#### SUPPLIED ENTRIES
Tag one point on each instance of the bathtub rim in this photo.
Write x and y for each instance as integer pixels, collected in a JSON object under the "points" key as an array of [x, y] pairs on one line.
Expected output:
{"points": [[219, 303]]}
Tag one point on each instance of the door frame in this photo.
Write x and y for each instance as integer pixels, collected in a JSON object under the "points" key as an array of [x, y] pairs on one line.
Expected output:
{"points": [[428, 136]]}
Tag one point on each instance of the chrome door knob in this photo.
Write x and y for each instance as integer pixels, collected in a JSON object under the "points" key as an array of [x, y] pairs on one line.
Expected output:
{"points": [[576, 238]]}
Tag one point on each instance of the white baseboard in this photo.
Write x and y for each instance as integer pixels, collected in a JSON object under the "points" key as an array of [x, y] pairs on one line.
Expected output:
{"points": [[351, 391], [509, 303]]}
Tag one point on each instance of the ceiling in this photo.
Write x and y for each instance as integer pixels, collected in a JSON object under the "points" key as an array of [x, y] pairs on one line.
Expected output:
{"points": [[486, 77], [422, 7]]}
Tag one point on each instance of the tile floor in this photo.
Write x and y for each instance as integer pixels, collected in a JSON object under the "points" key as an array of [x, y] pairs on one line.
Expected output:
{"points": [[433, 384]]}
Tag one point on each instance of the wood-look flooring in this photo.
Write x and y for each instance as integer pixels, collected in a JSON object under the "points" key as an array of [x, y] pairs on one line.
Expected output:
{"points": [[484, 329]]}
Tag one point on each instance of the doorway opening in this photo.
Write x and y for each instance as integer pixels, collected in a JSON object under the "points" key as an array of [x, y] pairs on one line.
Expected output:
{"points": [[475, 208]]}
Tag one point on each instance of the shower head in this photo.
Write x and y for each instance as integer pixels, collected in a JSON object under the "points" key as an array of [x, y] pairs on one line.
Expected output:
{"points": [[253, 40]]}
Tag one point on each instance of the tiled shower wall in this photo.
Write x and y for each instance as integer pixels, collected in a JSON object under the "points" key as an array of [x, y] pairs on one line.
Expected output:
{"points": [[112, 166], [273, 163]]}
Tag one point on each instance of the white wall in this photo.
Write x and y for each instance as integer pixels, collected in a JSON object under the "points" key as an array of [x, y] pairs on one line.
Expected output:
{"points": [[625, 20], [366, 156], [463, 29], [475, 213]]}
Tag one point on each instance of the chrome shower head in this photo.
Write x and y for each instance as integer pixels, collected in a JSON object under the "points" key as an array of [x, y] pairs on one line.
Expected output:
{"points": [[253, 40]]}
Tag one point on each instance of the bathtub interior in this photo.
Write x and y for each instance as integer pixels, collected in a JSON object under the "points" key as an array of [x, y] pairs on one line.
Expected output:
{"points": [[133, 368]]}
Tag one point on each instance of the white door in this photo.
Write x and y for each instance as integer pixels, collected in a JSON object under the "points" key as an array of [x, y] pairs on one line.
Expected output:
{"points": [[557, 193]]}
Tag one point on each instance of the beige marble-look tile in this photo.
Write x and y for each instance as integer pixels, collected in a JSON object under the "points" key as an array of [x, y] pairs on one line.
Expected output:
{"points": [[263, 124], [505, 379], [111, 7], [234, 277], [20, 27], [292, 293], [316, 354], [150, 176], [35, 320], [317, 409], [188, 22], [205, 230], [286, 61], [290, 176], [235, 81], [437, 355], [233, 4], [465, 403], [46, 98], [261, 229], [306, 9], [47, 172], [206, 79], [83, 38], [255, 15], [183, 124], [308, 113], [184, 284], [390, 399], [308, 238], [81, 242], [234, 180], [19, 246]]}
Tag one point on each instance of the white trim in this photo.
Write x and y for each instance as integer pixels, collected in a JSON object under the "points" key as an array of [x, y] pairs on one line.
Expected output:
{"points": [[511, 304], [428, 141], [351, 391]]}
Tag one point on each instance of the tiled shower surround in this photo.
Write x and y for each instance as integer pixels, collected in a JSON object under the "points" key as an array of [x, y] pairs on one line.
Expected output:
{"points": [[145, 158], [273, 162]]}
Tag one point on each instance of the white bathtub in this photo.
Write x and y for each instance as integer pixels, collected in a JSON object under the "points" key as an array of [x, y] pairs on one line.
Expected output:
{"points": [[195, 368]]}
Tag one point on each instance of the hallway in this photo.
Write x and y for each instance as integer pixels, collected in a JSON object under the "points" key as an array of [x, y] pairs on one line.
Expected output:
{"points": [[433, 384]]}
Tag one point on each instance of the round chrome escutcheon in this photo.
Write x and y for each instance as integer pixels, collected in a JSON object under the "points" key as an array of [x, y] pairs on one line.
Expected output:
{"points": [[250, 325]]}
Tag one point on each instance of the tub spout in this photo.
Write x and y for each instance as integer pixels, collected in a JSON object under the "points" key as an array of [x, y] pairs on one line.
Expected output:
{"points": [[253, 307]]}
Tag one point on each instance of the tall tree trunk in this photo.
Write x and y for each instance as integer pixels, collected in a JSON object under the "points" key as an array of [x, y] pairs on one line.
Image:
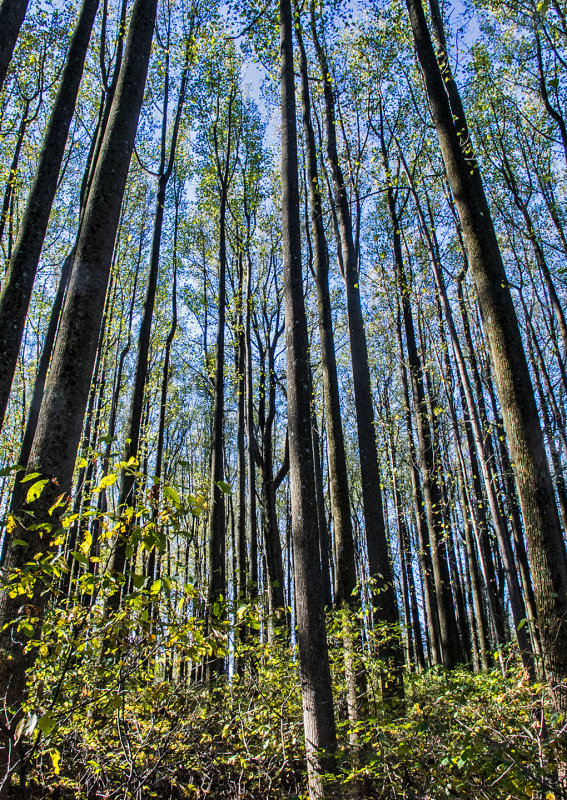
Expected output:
{"points": [[543, 532], [378, 550], [429, 593], [12, 13], [60, 421], [18, 284], [217, 521], [133, 429], [318, 713]]}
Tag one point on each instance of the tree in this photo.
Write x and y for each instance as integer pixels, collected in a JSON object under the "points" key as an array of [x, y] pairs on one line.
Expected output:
{"points": [[521, 421], [17, 288], [318, 716], [59, 425]]}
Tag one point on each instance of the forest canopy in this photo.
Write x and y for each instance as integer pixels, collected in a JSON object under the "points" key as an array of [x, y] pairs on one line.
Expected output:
{"points": [[283, 399]]}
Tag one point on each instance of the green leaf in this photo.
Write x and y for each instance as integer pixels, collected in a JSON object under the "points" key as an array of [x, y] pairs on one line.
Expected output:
{"points": [[32, 476], [9, 470], [35, 490], [172, 495], [80, 557], [108, 480], [138, 581], [46, 724]]}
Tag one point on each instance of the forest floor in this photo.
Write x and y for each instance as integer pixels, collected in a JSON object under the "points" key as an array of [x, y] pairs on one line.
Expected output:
{"points": [[457, 735]]}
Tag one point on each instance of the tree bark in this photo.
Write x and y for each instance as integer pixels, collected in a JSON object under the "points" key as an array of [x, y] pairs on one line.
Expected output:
{"points": [[318, 713], [67, 389], [543, 532], [12, 13], [18, 284]]}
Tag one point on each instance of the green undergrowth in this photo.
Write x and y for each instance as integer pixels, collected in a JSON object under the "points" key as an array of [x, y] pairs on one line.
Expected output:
{"points": [[144, 734]]}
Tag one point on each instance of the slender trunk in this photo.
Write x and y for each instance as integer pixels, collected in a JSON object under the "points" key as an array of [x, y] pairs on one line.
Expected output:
{"points": [[18, 284], [548, 557], [318, 713], [12, 13], [134, 426], [59, 425], [429, 593], [380, 566], [13, 171]]}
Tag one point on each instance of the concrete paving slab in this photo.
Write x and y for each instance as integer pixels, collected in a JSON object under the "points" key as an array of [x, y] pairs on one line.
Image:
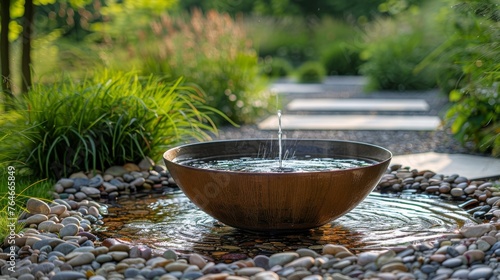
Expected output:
{"points": [[469, 166], [357, 104], [351, 122]]}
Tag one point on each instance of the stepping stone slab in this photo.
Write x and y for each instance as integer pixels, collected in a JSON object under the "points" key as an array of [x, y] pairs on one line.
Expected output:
{"points": [[352, 104]]}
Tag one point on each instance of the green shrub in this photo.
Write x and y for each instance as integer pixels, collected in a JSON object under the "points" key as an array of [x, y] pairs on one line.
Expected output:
{"points": [[13, 199], [107, 119], [276, 67], [396, 47], [475, 114], [342, 59], [213, 52], [284, 37], [311, 72]]}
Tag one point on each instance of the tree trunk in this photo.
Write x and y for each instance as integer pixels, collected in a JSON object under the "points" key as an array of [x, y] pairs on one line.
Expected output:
{"points": [[4, 54], [29, 12]]}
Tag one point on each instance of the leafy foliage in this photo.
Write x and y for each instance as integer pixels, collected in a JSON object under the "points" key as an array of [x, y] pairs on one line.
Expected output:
{"points": [[311, 72], [342, 59], [213, 52], [475, 114], [13, 200], [276, 67], [107, 119], [395, 49]]}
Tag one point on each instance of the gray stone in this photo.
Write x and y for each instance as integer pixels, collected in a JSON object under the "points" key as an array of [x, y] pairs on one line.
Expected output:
{"points": [[68, 230], [65, 248], [91, 191], [80, 182], [70, 220], [480, 273], [104, 258], [131, 272], [79, 196], [266, 275], [81, 259], [282, 258], [43, 267], [96, 181], [36, 219], [366, 258], [192, 275], [45, 226], [116, 171], [453, 262], [52, 242], [80, 175], [68, 275], [58, 209], [36, 206], [460, 273], [66, 183]]}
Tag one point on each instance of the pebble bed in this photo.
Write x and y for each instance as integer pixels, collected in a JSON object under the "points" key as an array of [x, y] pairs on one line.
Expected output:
{"points": [[57, 242]]}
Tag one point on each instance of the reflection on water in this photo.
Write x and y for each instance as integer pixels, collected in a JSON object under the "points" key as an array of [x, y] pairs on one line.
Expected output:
{"points": [[173, 222]]}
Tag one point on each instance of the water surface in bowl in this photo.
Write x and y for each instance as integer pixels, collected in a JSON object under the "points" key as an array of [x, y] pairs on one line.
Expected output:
{"points": [[293, 164], [173, 222]]}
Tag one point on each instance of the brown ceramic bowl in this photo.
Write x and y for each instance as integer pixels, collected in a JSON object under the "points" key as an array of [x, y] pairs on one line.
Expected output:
{"points": [[276, 201]]}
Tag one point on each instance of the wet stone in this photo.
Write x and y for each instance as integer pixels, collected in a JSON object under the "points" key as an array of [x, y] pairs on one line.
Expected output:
{"points": [[68, 230], [78, 183], [480, 273], [36, 219], [96, 181], [282, 258], [43, 267], [36, 206], [83, 258], [453, 262], [65, 248], [116, 171], [68, 275]]}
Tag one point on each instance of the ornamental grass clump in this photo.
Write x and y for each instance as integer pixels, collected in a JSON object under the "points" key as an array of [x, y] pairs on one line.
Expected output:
{"points": [[104, 120]]}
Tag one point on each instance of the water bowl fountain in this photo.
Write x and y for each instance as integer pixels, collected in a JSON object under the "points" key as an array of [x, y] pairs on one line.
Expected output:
{"points": [[277, 197]]}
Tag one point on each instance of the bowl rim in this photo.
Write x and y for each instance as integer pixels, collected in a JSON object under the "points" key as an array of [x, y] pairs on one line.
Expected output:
{"points": [[274, 173]]}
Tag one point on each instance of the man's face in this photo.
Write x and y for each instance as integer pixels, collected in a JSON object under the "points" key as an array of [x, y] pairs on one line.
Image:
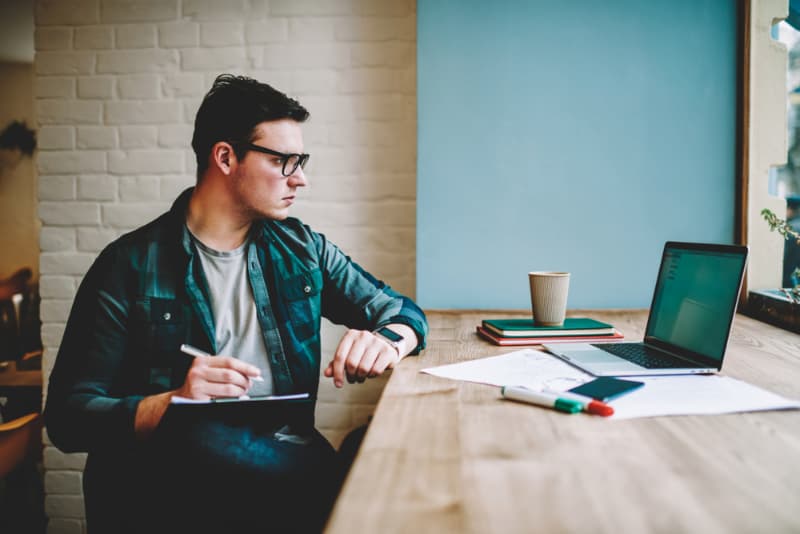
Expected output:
{"points": [[258, 183]]}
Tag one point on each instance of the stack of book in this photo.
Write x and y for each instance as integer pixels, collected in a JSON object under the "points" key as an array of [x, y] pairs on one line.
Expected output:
{"points": [[525, 332]]}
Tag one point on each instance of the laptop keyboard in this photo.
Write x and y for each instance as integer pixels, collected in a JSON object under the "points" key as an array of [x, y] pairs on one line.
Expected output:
{"points": [[643, 355]]}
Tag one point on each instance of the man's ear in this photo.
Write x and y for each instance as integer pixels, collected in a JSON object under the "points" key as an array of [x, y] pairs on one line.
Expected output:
{"points": [[223, 157]]}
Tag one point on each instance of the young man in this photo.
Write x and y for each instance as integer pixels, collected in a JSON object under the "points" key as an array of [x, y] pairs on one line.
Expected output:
{"points": [[227, 271]]}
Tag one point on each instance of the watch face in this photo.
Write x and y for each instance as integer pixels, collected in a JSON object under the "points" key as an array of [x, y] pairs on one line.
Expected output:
{"points": [[390, 334]]}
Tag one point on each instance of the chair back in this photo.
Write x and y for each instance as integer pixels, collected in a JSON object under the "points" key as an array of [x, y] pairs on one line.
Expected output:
{"points": [[20, 439]]}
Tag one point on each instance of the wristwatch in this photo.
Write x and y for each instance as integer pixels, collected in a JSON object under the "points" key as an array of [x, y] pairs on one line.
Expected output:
{"points": [[390, 336]]}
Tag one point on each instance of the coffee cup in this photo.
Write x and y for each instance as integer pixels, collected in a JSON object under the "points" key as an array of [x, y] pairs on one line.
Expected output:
{"points": [[549, 290]]}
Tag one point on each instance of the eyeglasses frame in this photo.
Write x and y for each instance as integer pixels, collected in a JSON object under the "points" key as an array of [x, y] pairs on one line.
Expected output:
{"points": [[302, 159]]}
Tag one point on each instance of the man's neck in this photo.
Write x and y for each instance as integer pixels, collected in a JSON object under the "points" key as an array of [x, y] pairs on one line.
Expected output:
{"points": [[213, 219]]}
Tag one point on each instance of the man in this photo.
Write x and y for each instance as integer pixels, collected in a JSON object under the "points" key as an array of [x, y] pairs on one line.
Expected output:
{"points": [[227, 271]]}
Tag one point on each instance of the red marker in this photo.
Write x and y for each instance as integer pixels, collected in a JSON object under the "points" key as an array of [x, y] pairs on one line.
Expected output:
{"points": [[589, 404]]}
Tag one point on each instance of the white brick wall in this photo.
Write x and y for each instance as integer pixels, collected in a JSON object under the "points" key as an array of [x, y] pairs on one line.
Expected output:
{"points": [[117, 86]]}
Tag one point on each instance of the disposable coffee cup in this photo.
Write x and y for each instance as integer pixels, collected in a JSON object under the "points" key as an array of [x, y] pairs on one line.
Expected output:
{"points": [[549, 291]]}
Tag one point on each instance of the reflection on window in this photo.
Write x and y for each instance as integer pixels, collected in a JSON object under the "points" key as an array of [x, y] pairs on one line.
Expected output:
{"points": [[785, 180]]}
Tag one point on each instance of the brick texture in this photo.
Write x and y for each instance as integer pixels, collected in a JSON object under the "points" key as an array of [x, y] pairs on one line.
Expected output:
{"points": [[117, 85]]}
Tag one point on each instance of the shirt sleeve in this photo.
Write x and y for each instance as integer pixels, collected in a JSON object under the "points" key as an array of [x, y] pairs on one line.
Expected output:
{"points": [[81, 413], [353, 297]]}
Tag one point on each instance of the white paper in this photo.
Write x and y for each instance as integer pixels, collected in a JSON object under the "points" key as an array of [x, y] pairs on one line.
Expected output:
{"points": [[696, 394], [662, 395], [533, 369], [244, 398]]}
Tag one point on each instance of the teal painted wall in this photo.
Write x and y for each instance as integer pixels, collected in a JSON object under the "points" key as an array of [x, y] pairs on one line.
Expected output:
{"points": [[570, 135]]}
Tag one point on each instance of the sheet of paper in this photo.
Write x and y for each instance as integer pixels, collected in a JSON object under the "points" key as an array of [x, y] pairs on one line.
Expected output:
{"points": [[663, 395], [533, 369], [696, 394], [244, 398]]}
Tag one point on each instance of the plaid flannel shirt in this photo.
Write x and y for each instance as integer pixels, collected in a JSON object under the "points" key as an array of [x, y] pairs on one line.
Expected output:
{"points": [[146, 294]]}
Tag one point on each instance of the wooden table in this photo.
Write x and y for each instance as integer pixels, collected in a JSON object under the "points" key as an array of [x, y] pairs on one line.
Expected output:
{"points": [[447, 456]]}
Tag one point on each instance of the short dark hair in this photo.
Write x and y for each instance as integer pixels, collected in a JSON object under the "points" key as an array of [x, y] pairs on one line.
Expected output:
{"points": [[231, 110]]}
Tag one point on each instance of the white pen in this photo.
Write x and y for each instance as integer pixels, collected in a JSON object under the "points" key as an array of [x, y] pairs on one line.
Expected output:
{"points": [[194, 351]]}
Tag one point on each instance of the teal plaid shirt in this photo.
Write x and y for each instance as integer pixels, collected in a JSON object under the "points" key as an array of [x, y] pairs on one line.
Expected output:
{"points": [[146, 294]]}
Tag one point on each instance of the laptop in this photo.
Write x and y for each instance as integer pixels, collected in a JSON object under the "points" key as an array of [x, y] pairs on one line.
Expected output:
{"points": [[690, 319]]}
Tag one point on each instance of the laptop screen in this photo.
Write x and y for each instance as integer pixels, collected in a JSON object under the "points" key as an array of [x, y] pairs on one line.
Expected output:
{"points": [[695, 297]]}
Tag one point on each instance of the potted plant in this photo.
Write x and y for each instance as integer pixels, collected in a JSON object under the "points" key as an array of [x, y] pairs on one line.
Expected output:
{"points": [[780, 306]]}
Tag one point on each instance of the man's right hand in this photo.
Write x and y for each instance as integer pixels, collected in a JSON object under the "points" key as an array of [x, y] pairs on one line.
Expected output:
{"points": [[208, 377], [217, 376]]}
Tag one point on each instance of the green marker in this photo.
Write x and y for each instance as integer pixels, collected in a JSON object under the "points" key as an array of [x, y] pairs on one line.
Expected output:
{"points": [[551, 400]]}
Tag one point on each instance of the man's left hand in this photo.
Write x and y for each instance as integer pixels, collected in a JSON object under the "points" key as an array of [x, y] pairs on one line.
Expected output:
{"points": [[361, 355]]}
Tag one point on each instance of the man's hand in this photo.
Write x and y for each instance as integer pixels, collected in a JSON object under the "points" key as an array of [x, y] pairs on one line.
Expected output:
{"points": [[217, 376], [208, 377], [361, 355]]}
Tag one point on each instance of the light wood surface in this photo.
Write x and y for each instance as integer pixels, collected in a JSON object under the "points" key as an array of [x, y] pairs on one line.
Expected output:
{"points": [[449, 456]]}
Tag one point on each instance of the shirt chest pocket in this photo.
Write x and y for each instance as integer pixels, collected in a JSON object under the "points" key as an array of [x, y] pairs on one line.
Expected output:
{"points": [[302, 297], [159, 327]]}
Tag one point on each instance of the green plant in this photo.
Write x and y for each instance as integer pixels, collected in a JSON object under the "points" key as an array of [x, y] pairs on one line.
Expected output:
{"points": [[776, 224]]}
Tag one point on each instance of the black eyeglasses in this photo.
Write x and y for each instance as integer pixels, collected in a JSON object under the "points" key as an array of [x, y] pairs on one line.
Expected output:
{"points": [[290, 161]]}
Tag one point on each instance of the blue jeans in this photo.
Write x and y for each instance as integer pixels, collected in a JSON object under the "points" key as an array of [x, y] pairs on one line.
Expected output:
{"points": [[224, 472]]}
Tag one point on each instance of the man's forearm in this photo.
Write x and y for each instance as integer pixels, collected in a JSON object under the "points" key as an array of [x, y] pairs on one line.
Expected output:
{"points": [[149, 413]]}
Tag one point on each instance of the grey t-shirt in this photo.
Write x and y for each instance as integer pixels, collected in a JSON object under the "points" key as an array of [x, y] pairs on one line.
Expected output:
{"points": [[235, 321]]}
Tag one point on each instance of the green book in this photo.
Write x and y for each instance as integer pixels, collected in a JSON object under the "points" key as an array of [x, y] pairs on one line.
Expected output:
{"points": [[573, 326]]}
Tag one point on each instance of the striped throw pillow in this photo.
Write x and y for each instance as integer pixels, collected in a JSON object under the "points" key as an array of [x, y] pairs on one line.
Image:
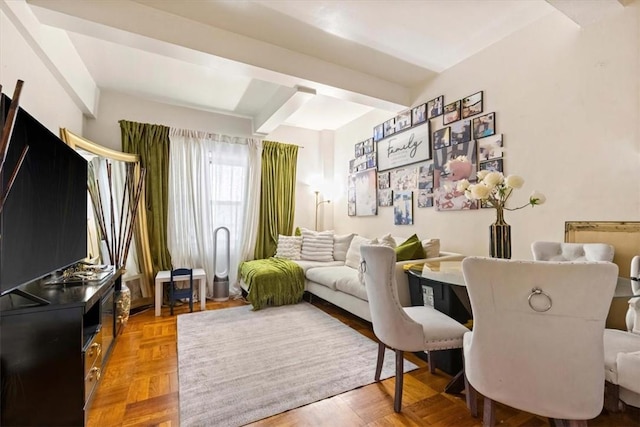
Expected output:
{"points": [[317, 245]]}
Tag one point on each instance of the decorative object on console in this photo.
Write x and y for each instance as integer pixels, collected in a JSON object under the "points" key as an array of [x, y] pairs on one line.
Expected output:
{"points": [[117, 235], [495, 189]]}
########
▶ **WHAT YOU SHOULD DO**
Quote only the lines that start at the line holding "Tag one point on each instance of the man's forearm" and end at the last line of the entries, including both of those lines, and omit every picture.

▶ **WORKED SOLUTION**
Tag one point on each instance of the man's forearm in this photo.
Write x and y for each instance as integer pixels, collected in a JSON object under the "points" key as an array of [x, y] pairs on one line.
Expected output:
{"points": [[149, 413]]}
Tag one point on each instance of the grey t-shirt in this photo.
Write x and y for each instance as integer pixels, collected in a JSON object under the "points" key as an array of [x, y] pairs on one line.
Expected output:
{"points": [[235, 321]]}
Tag one point on each instance of the green book in this photo.
Write x and y for each instance as integer pixels, collected in a JSON object under the "points" key as an array of [x, y] pairs on one line.
Expected output:
{"points": [[573, 326]]}
Tag one point on each instance of the striped throw pillow in this photo.
Write x and y for each instance as integer pixels, collected in a JSON object under the "points" key as an array of [x, y] pairs on one line.
Image:
Expected output:
{"points": [[317, 245]]}
Tag one point on each instance of the decorative object on console in this photo.
Write x and y for each instance as integer pixels, collected in a JSON object under the "points" key as an array of [x, y] pairs on one line.
Expected output:
{"points": [[117, 235], [495, 189]]}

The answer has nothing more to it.